## RECORDS FOR PROCESSING:

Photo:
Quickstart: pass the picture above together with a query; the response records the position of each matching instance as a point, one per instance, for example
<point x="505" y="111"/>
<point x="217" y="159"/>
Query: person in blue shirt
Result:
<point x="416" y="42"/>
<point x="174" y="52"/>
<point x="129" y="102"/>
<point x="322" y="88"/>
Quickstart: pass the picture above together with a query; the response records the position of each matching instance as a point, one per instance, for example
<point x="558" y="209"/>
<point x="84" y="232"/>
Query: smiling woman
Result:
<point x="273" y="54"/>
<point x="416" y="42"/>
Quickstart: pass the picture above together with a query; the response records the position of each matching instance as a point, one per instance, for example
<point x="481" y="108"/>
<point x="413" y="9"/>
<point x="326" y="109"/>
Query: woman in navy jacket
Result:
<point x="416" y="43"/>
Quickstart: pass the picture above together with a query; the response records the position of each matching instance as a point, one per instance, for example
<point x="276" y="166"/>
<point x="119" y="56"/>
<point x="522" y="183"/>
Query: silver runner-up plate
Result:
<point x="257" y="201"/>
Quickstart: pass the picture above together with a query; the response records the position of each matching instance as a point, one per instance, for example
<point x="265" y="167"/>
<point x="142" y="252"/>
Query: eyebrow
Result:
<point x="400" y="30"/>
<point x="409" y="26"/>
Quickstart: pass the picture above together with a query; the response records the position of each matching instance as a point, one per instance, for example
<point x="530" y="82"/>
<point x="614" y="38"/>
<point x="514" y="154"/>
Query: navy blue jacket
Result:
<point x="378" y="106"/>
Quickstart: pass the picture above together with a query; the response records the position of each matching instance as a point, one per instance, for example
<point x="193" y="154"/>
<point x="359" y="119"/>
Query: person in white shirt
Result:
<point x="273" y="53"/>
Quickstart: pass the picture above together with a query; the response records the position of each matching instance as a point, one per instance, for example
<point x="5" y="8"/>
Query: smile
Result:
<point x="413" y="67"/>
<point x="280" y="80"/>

...

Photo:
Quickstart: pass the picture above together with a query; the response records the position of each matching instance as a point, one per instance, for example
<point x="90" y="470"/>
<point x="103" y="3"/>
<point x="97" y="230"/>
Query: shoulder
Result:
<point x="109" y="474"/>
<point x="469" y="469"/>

## ACTION ITEM:
Your answer must be a single number: how many lines of the entries above contain the string "shirt".

## EXERCISE ANSWER:
2